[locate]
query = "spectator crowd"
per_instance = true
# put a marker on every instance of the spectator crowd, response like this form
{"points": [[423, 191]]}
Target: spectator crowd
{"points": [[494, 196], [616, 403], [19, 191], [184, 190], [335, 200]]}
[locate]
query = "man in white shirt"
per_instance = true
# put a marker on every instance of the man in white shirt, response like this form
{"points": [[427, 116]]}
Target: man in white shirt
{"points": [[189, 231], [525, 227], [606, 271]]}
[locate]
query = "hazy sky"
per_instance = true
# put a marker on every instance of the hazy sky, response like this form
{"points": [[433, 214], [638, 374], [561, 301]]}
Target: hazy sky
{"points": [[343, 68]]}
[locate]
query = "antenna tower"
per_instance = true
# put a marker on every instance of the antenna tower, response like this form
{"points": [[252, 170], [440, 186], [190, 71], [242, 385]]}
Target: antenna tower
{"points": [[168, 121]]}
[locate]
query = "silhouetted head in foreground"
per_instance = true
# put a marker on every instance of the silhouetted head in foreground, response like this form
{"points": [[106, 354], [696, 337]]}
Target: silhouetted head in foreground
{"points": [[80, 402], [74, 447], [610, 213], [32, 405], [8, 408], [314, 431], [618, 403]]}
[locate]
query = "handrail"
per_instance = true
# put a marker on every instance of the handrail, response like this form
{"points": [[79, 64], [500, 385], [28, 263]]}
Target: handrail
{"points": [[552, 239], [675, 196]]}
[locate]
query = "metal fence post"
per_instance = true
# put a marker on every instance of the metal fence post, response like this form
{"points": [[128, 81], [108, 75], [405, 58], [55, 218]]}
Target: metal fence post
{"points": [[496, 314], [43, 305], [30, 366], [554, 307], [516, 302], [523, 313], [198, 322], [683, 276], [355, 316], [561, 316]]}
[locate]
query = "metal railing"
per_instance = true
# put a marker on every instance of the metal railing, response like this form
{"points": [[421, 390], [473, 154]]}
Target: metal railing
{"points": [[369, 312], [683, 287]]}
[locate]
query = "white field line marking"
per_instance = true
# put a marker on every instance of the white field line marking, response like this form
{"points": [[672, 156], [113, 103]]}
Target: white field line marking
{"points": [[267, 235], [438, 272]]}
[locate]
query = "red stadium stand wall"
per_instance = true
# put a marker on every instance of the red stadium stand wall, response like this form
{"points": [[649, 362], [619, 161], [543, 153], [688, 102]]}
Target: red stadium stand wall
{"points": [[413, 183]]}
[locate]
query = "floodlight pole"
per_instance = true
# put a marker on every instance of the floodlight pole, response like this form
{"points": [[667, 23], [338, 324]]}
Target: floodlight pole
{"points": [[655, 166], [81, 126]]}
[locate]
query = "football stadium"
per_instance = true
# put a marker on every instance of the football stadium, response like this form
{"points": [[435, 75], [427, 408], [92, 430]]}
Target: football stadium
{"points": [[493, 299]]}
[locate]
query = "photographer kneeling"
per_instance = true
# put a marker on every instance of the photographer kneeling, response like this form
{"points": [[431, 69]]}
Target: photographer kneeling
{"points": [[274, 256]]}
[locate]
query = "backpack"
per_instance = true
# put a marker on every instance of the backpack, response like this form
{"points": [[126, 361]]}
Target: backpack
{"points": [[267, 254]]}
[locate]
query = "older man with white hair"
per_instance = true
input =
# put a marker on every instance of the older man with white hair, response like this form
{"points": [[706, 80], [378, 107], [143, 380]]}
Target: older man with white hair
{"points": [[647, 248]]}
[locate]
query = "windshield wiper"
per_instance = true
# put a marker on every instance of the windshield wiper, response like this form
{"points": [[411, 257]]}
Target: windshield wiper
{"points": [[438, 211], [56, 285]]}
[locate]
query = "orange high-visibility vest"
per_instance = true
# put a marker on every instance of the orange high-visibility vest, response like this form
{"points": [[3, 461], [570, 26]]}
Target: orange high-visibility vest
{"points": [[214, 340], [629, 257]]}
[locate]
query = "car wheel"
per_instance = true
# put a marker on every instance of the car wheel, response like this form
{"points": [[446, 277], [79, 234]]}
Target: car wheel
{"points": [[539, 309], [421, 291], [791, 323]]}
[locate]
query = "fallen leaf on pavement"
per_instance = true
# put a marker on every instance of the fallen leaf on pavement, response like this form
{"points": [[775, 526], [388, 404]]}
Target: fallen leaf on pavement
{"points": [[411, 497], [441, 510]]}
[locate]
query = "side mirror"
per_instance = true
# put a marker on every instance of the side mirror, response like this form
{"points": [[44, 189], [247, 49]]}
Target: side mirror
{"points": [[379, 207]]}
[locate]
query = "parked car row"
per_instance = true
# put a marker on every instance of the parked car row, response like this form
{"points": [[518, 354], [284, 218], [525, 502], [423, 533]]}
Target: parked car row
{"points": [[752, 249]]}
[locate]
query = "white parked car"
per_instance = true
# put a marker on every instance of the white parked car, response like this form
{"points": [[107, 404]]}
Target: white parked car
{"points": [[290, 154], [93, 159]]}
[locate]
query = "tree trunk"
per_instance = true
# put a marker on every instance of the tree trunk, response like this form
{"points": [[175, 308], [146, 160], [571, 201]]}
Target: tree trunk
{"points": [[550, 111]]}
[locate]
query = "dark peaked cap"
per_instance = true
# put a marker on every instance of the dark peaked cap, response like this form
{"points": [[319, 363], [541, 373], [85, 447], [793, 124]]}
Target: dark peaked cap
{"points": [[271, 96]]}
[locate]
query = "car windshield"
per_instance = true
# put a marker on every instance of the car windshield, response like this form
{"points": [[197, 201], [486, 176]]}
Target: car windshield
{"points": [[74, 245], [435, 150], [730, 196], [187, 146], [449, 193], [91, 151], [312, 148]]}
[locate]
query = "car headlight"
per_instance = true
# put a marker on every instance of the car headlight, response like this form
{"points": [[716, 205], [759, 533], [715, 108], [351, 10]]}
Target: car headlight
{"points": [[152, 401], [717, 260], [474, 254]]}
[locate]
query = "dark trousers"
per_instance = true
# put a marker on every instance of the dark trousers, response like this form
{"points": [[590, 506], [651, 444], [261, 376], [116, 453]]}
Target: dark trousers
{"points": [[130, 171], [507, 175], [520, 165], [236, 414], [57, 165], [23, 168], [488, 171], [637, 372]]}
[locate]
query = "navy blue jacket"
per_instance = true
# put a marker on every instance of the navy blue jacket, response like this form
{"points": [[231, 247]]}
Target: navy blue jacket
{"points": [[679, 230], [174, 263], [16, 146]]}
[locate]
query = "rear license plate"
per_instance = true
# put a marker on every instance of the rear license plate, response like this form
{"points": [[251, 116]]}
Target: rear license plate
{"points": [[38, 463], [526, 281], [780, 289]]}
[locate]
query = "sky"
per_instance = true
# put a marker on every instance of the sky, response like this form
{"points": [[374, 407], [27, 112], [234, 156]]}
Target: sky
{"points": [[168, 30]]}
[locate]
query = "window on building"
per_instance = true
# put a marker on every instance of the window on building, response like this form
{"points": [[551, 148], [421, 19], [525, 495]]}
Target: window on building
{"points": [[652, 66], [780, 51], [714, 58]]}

TO DO ->
Reproduce all of the records exactly.

RESULT ->
[locate]
query = "spectator crowd"
per_instance = true
# put a marker on every instance of the spectator crowd, response like this form
{"points": [[423, 191]]}
Target: spectator crowd
{"points": [[494, 196], [616, 403], [19, 191], [184, 190], [335, 200]]}
[locate]
query = "man in white shirt"
per_instance = true
# put a marker on every instance of the man in white shirt, response like this form
{"points": [[427, 116]]}
Target: man in white shirt
{"points": [[189, 231], [525, 227], [606, 271]]}
[locate]
query = "hazy sky"
per_instance = true
# put a marker on every instance of the hazy sky, response like this form
{"points": [[433, 214], [638, 374], [561, 301]]}
Target: hazy sky
{"points": [[343, 68]]}
[locate]
query = "antenna tower"
per_instance = true
# put a marker on every instance of the antenna tower, response like this form
{"points": [[252, 170], [440, 186], [190, 71], [242, 385]]}
Target: antenna tower
{"points": [[168, 121]]}
[locate]
query = "silhouetted head in foreground"
per_instance = true
# put a marker on every instance of the silhouetted head in foreground, response like this form
{"points": [[106, 354], [696, 337]]}
Target: silhouetted head in foreground
{"points": [[80, 402], [74, 447], [610, 213], [32, 405], [8, 408], [314, 431], [618, 403]]}
[locate]
query = "handrail"
per_instance = true
# put a marker on every instance of the handrail, response like this form
{"points": [[79, 64], [500, 385], [28, 263]]}
Target: handrail
{"points": [[552, 239], [675, 196]]}
[locate]
query = "metal fence post"
per_instance = true
# put a marker on every instance of the metal fence post, response like this form
{"points": [[128, 81], [108, 75], [405, 58], [55, 218]]}
Target: metal fence post
{"points": [[496, 314], [43, 305], [30, 366], [554, 307], [516, 302], [523, 313], [198, 322], [683, 276], [355, 316], [561, 316]]}
[locate]
query = "metal railing"
per_instance = true
# put a marker on every instance of the metal railing, response like this form
{"points": [[421, 390], [473, 154]]}
Target: metal railing
{"points": [[369, 312], [683, 287]]}
[locate]
query = "white field line marking"
per_instance = true
# put a marker on every instance of the white field line marking, response like this form
{"points": [[672, 156], [113, 103]]}
Target: white field line marking
{"points": [[267, 235], [438, 272]]}
[locate]
query = "red stadium stand wall"
per_instance = true
# put a marker on every instance of the red stadium stand wall, response like this form
{"points": [[649, 362], [619, 161], [543, 153], [688, 102]]}
Target: red stadium stand wall
{"points": [[413, 183]]}
[locate]
query = "floodlight pole"
per_instance = true
# put a marker on every instance of the floodlight pole, response like this form
{"points": [[667, 23], [338, 324]]}
Target: floodlight pole
{"points": [[655, 166], [81, 126]]}
[locate]
query = "football stadium"
per_instance = true
# put a marker on every instance of the football stadium, response like this form
{"points": [[435, 75], [427, 408], [92, 430]]}
Target: football stadium
{"points": [[493, 299]]}
[locate]
query = "photographer kneeling"
per_instance = true
# put a marker on every instance of the photographer kneeling, response like this form
{"points": [[431, 69]]}
Target: photographer kneeling
{"points": [[274, 256]]}
[locate]
query = "backpack"
per_instance = true
# put a marker on every instance of the backpack, response like this form
{"points": [[126, 361]]}
Target: backpack
{"points": [[267, 254]]}
[locate]
query = "older man with white hair"
per_instance = true
input =
# put a marker on every instance of the older man with white hair, response like this form
{"points": [[706, 80], [378, 107], [143, 380]]}
Target: older man with white hair
{"points": [[647, 248]]}
[locate]
query = "windshield wiper"
per_instance = true
# put a marker on every instance of the windshield wiper, response like this form
{"points": [[411, 257]]}
Target: windshield wiper
{"points": [[438, 211], [56, 285]]}
[locate]
query = "orange high-visibility vest"
per_instance = true
# put a marker on every instance of the orange high-visibility vest, response like this form
{"points": [[3, 461], [570, 26]]}
Target: orange high-visibility vest
{"points": [[214, 340], [629, 257]]}
[locate]
query = "car wheel"
per_instance = true
# put a marker on every instance of the car wheel, response like this form
{"points": [[446, 277], [79, 234]]}
Target: car wheel
{"points": [[539, 309], [421, 291], [791, 323]]}
[locate]
query = "fallen leaf on pavement"
per_instance = true
# put a marker on every instance of the fallen leaf on pavement, response like this form
{"points": [[775, 526], [388, 404]]}
Target: fallen leaf on pavement
{"points": [[411, 497], [441, 510]]}
[locate]
query = "side mirror"
per_instance = true
# put a marker on every instance of the side mirror, response like this form
{"points": [[44, 189], [247, 49]]}
Target: side mirror
{"points": [[379, 207]]}
[locate]
query = "parked car row"
per_instance = true
# put a marker on every instance of the parked car row, response like this form
{"points": [[518, 354], [284, 218], [525, 502], [423, 533]]}
Target: parked car row
{"points": [[752, 249]]}
[locate]
query = "white parked car"
per_instance = true
# put a marker on every instance of the white parked car, response like this form
{"points": [[107, 404]]}
Target: white parked car
{"points": [[290, 154], [93, 159]]}
[locate]
query = "tree trunk"
per_instance = true
# put a marker on every instance of the tree trunk, response like this form
{"points": [[175, 308], [146, 160], [571, 201]]}
Target: tree trunk
{"points": [[550, 111]]}
[locate]
query = "dark peaked cap"
per_instance = true
# put a marker on every instance of the dark peaked cap, response like this form
{"points": [[319, 363], [541, 373], [85, 447], [793, 124]]}
Target: dark peaked cap
{"points": [[271, 96]]}
[locate]
query = "car windshield"
per_instance = true
# put a marker on every instance of the car windshield, response like this form
{"points": [[197, 201], [486, 176]]}
Target: car windshield
{"points": [[74, 245], [435, 150], [730, 196], [187, 146], [449, 193], [91, 151], [312, 148]]}
[locate]
query = "car headlight"
per_instance = true
# put a marker on every instance of the car headlight, response like this form
{"points": [[716, 205], [759, 533], [715, 108], [351, 10]]}
Target: car headlight
{"points": [[152, 401], [717, 260], [474, 254]]}
[locate]
query = "dark trousers"
per_instance = true
# put a marker on every instance of the dark trousers, response like this form
{"points": [[590, 506], [651, 444], [261, 376], [116, 453]]}
Target: dark trousers
{"points": [[130, 171], [507, 175], [520, 165], [236, 414], [57, 165], [23, 168], [488, 171], [637, 372]]}
[locate]
query = "navy blue jacket"
per_instance = true
# put a marker on every instance of the navy blue jacket, response like this form
{"points": [[231, 247]]}
Target: navy blue jacket
{"points": [[679, 230], [174, 263], [16, 146]]}
[locate]
query = "rear license plate"
per_instance = true
# put a marker on every instance of the rear license plate, response like this form
{"points": [[251, 116]]}
Target: rear license plate
{"points": [[38, 463], [526, 281], [780, 289]]}
[locate]
query = "sky"
per_instance = true
# put a marker on every instance of the sky, response like this form
{"points": [[374, 407], [27, 112], [234, 156]]}
Target: sky
{"points": [[168, 30]]}
[locate]
query = "window on building"
per_instance = true
# put a marker on every instance of the window on building, response like this form
{"points": [[551, 148], [421, 19], [525, 495]]}
Target: window on building
{"points": [[652, 66], [780, 51], [714, 58]]}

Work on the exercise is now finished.